**Exercise:** Arrange the lines of the listing below, from the line containing "Practice step: find every instance of the rabbit's chin" through the end of the listing, inclusive, as a Markdown table with the columns "Row" and "Listing line", omitting any blank lines.

**Available records:**
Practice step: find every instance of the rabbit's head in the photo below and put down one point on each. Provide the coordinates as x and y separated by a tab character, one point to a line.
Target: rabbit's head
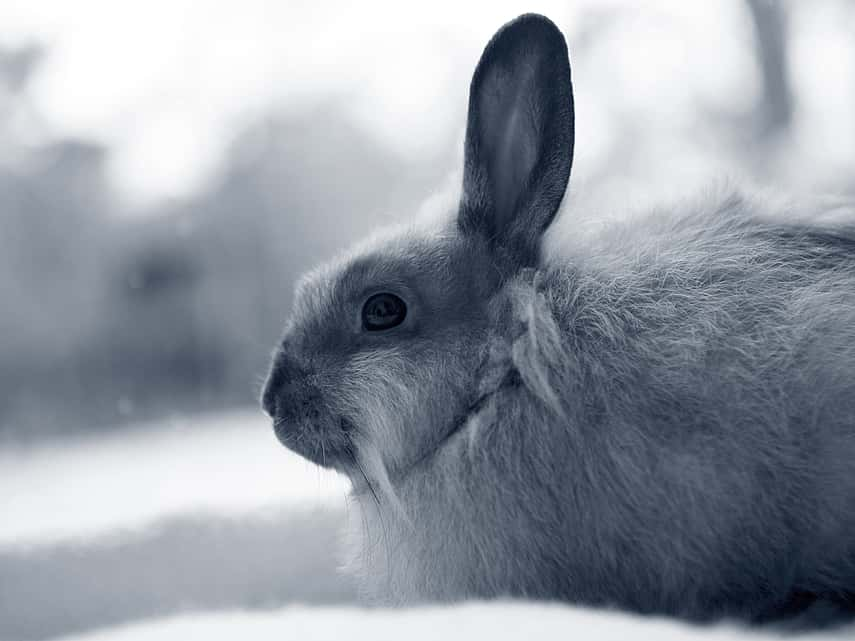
383	357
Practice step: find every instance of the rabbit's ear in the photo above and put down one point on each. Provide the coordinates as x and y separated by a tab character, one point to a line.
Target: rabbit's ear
519	137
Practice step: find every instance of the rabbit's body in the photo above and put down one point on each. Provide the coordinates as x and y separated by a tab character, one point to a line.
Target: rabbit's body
660	416
680	435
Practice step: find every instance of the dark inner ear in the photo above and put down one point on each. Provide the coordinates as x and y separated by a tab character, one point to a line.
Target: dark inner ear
519	137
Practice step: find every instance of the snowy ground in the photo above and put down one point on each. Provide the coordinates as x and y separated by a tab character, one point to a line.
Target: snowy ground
207	528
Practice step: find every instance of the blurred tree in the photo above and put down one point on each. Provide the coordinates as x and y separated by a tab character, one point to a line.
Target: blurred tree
769	22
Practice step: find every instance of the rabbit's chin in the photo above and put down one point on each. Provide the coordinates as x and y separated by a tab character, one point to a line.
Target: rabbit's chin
476	413
329	448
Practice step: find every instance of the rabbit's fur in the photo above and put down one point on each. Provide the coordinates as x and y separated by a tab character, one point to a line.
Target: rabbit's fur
661	417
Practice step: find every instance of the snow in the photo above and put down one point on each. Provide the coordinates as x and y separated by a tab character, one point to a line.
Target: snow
226	464
495	621
205	527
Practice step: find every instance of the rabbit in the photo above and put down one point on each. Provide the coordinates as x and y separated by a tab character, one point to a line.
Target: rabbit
660	417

**Final result:**
| Row | Listing line |
|---|---|
| 1 | Practice step: find every instance of the rabbit's chin in the photo above and put down one point on each. Provide the coordinates as x and y separated by a tab character, one point to a line. |
| 2 | Target: rabbit's chin |
| 3 | 476	413 |
| 4 | 329	448 |
| 5 | Practice step: find every instance of the rabbit's fur in the photo above and put down one point on each. Provide the coordinates as x and y separated by a tab character, one point to a line. |
| 6 | Target: rabbit's fur |
| 7 | 661	417 |
| 8 | Practice step: find every instance of the snow in the photo above and put down one point on each. Provide the coordinates as x and y separated by a tab character, one point to a line. |
| 9 | Target: snow |
| 10 | 226	464 |
| 11 | 495	621 |
| 12 | 205	527 |
| 13 | Practice step: find every instance of the rabbit in the photo above and put down one point on each. Provide the coordinates as x and y separated by a tab character, one point to a line. |
| 14 | Target: rabbit |
| 15 | 660	417 |